[EXERCISE DESCRIPTION] Take the data below starting at the line that contains "Would it be possible for you to identify the ribbed" and ending at the line that contains "126,0,254,73", and write out only those lines with every "stone" swapped for "brick". Leave everything else in them unchanged.

═════ EXTRACTED MATERIAL

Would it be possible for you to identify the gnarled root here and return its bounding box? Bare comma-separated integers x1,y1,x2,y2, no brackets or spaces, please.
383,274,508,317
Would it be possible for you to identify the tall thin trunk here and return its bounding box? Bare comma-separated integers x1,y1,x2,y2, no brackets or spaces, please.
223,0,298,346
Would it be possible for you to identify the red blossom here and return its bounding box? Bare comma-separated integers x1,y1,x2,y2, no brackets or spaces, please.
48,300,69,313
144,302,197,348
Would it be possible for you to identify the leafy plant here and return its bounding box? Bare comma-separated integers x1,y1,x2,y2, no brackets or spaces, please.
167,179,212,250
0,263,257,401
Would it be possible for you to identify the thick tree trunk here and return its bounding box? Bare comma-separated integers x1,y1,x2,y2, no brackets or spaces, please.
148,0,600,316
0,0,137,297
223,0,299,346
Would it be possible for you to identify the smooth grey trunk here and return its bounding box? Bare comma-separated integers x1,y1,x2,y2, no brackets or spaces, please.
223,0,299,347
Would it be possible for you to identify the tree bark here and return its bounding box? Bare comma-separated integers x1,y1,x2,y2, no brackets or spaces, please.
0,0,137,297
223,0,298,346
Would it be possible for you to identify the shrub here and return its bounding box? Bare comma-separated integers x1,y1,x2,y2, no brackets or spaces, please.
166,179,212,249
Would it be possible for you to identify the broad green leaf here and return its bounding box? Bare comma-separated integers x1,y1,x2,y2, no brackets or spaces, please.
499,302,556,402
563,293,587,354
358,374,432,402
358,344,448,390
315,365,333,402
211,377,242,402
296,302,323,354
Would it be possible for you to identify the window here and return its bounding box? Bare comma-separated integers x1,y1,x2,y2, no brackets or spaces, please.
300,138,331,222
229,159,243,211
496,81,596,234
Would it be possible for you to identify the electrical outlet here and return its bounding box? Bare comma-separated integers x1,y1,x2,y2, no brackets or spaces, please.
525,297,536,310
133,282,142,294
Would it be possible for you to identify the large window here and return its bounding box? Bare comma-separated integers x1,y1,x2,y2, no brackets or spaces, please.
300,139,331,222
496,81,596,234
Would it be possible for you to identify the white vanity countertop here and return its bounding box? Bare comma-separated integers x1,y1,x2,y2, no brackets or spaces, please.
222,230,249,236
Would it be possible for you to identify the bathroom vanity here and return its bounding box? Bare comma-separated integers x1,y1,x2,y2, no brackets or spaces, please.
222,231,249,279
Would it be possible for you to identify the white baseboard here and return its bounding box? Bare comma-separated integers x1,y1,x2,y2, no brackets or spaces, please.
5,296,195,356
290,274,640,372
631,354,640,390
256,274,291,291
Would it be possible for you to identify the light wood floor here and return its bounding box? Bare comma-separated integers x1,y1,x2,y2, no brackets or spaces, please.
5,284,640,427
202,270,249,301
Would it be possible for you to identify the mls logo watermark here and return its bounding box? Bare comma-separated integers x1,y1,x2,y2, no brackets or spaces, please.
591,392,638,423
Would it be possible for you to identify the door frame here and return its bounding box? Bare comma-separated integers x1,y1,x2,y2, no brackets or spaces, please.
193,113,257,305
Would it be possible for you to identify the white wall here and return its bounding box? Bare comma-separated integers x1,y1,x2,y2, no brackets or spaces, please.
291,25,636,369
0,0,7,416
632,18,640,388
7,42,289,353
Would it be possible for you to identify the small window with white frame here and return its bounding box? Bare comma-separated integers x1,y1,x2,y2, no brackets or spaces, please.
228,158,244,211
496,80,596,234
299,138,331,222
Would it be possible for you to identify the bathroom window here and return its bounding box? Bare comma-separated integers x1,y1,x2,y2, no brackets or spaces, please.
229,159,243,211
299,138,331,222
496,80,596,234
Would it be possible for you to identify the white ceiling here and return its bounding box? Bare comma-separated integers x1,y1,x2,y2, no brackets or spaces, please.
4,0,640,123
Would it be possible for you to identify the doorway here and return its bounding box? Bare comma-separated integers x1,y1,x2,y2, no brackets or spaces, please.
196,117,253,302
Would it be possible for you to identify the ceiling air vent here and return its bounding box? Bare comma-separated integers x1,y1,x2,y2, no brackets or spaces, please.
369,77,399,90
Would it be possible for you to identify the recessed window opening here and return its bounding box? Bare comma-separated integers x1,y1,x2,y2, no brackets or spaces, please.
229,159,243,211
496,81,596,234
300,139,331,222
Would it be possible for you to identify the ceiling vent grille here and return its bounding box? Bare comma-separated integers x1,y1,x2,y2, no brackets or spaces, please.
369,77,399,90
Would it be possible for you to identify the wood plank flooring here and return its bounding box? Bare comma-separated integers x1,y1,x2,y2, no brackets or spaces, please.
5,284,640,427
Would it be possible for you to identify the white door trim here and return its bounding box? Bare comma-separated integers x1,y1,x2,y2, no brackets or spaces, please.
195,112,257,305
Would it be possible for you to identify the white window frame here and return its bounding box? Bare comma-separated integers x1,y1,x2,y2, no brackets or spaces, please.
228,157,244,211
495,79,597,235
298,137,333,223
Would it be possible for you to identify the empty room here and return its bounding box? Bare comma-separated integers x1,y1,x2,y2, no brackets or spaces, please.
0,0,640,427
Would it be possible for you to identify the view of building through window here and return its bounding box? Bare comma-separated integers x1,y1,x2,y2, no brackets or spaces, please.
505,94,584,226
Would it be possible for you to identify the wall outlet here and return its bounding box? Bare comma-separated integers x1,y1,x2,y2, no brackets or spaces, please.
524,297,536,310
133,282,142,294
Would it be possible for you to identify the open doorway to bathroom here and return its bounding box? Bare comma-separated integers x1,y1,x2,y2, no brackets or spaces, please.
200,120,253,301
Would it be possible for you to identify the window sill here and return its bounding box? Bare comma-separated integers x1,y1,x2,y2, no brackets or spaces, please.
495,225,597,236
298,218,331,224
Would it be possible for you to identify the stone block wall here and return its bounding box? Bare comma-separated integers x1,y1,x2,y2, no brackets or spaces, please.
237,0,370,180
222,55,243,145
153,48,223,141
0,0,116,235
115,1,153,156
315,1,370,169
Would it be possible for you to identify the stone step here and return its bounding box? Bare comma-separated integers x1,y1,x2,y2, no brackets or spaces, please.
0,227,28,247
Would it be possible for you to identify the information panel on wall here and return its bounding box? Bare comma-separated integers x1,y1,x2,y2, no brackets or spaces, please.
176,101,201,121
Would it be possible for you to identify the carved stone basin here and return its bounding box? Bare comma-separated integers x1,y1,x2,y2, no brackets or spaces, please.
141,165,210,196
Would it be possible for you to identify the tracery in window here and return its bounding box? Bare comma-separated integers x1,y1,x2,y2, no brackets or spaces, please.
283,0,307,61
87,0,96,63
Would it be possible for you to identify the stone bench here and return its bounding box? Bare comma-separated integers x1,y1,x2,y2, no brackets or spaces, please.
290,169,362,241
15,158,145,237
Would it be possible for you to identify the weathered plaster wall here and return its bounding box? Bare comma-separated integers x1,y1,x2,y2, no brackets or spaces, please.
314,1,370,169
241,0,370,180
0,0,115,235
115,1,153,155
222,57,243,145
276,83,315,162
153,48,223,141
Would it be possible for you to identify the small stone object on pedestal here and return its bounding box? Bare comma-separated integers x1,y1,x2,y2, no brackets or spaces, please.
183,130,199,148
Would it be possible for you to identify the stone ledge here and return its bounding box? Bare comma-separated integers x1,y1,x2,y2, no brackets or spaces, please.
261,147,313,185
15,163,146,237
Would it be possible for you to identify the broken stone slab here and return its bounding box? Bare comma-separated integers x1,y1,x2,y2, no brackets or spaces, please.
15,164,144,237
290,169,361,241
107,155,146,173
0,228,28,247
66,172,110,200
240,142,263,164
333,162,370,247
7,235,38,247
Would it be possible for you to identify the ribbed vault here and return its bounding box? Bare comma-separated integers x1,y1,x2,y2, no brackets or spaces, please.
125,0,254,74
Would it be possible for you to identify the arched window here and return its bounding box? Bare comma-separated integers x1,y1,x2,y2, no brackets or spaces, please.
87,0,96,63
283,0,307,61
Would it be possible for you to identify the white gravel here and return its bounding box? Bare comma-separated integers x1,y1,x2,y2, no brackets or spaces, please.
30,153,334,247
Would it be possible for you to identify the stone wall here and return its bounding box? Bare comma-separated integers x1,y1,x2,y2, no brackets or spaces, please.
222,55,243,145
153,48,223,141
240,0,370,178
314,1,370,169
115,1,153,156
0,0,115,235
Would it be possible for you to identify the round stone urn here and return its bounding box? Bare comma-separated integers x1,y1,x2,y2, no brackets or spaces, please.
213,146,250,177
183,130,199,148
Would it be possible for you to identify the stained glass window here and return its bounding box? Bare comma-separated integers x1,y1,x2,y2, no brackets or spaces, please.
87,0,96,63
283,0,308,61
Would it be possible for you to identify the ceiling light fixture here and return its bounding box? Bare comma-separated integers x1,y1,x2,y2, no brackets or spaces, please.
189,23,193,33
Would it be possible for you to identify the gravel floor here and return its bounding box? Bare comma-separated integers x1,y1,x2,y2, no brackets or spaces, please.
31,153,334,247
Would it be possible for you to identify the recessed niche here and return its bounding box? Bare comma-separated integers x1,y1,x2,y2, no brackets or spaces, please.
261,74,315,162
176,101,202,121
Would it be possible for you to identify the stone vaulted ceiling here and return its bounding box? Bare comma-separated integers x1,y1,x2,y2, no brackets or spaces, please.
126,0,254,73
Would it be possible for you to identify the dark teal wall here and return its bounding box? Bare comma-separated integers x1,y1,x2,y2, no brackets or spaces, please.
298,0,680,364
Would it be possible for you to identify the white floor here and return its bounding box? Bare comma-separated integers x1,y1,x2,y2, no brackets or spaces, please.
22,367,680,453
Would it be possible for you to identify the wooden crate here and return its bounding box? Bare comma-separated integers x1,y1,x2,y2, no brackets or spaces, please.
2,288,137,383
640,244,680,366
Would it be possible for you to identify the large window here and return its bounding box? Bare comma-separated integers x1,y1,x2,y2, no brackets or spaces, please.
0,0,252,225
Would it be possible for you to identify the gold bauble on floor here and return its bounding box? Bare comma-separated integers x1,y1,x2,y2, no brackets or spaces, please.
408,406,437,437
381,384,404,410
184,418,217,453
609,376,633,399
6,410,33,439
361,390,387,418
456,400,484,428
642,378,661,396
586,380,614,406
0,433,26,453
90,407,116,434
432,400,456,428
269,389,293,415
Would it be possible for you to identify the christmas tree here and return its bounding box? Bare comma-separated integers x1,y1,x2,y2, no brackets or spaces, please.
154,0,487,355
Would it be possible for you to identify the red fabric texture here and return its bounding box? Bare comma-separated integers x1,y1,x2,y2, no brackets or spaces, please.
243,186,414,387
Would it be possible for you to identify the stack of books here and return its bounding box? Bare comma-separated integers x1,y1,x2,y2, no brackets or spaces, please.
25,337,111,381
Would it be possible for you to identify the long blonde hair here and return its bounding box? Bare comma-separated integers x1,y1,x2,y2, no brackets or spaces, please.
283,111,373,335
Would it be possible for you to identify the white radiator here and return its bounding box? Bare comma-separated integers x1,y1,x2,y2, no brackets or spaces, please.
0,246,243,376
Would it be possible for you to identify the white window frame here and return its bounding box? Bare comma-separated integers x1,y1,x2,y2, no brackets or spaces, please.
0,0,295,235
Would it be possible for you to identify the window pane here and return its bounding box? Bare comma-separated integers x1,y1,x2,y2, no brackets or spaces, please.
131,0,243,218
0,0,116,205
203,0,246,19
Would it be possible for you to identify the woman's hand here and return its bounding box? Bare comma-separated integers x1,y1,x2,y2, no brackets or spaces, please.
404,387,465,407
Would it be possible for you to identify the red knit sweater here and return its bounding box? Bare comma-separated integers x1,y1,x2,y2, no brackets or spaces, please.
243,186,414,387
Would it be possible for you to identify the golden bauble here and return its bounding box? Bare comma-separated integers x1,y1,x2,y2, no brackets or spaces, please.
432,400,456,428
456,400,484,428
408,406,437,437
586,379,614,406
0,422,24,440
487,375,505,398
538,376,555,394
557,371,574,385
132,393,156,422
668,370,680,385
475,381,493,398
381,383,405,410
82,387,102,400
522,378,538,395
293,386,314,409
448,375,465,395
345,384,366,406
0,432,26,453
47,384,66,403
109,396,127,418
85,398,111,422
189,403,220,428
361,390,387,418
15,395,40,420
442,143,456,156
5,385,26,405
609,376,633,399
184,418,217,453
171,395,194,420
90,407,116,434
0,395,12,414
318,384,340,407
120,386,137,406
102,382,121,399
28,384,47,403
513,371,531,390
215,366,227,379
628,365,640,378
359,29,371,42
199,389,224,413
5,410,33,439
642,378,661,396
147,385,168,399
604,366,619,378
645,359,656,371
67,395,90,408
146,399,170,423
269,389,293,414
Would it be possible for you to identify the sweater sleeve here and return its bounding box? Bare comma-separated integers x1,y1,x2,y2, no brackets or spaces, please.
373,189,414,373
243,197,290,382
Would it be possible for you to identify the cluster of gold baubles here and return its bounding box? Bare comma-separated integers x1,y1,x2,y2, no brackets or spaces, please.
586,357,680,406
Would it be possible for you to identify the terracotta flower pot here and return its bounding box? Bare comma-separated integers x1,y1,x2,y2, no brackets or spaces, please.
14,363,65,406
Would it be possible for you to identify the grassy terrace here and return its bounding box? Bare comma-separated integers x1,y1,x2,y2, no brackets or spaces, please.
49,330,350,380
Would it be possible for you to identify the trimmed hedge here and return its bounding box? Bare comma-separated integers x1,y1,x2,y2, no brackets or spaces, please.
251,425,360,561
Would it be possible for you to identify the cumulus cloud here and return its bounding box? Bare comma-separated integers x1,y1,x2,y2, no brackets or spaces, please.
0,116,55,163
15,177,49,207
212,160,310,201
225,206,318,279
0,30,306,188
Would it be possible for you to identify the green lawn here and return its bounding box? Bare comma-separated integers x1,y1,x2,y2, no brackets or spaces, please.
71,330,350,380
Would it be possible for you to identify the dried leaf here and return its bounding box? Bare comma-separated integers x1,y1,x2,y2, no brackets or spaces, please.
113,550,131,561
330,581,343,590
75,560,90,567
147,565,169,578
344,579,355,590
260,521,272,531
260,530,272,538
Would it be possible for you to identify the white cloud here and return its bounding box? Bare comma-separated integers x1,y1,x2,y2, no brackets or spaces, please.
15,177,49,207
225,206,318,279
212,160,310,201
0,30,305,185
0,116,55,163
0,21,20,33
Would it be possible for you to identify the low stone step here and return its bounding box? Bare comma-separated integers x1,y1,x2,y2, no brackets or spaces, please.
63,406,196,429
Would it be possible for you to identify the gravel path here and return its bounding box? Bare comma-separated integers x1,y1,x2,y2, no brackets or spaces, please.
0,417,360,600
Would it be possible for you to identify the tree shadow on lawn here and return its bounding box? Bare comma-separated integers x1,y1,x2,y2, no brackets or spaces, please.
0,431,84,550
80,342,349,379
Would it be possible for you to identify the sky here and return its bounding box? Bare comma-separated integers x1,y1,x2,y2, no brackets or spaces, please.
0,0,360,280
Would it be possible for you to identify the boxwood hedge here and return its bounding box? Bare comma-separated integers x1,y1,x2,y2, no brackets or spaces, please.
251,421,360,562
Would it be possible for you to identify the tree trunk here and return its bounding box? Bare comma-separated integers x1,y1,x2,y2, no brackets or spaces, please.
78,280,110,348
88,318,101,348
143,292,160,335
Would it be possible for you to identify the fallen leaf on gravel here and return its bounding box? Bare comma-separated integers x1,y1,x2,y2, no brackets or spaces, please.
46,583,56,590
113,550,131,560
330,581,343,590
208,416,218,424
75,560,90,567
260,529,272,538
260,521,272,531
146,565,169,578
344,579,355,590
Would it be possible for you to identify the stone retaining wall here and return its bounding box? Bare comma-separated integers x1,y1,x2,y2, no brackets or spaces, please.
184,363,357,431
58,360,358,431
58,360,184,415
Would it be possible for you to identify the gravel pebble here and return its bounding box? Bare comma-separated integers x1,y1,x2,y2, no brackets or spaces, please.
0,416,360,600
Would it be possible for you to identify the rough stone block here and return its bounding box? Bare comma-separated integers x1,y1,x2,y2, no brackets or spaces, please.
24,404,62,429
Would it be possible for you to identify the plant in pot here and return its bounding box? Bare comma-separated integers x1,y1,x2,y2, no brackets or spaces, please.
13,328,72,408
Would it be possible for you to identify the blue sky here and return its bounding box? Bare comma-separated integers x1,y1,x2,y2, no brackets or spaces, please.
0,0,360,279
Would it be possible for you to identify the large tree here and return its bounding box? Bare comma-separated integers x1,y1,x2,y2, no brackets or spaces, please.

══════════

[COMPLETE ANSWER]
Would it be possible for you to identify the ribbed vault here and return its bounding box? Bare comma-separated integers x1,y1,x2,y2, no brackets or spaces, please.
125,0,254,74
Would it be possible for you to identify the arched window here and return its bounding box? Bare comma-separated integers x1,y1,x2,y2, no brackets or spaces, please.
87,0,96,63
283,0,307,61
Would it be possible for you to identify the white gravel here and return its bounding box? Bare comma-separated integers x1,y1,x2,y2, no brackets or spaces, please.
30,153,334,247
Would it be possible for you to identify the brick wall here and return its bounding box? Bare comma-separated integers x1,y1,x2,y2, no brackets or spaces, please.
222,55,243,145
153,48,223,141
240,0,370,178
314,1,370,169
115,1,153,156
0,0,115,235
Would it be possible for you to identify the round brick urn here and return its bounding box? Bare comma-separated integers x1,y1,x2,y2, no brackets or spaces, please.
213,146,250,177
183,130,199,148
Would it be possible for you to identify the stained glass window here and return its bounding box? Bare comma-separated integers x1,y1,x2,y2, no brackets or spaces, please.
87,0,96,63
283,0,308,61
Would it be possible for you to identify the ceiling light fixture here and return its bounding box? Bare comma-separated integers x1,y1,x2,y2, no brackets or spaces, please.
189,23,193,33
Would it be possible for you to identify the gravel floor here and return its bounding box? Bare comma-separated integers x1,y1,x2,y2, no brackets or spaces, please.
31,153,334,247
Would it be possible for you to identify the recessed niche here and return its bounding box? Bare comma-separated integers x1,y1,x2,y2, no brackets or spaces, please.
261,74,315,162
176,101,202,121
Would it be possible for you to identify the brick vaulted ceiling here and return its bounding box? Bare comma-separated integers x1,y1,x2,y2, no brackets or spaces, please.
126,0,254,73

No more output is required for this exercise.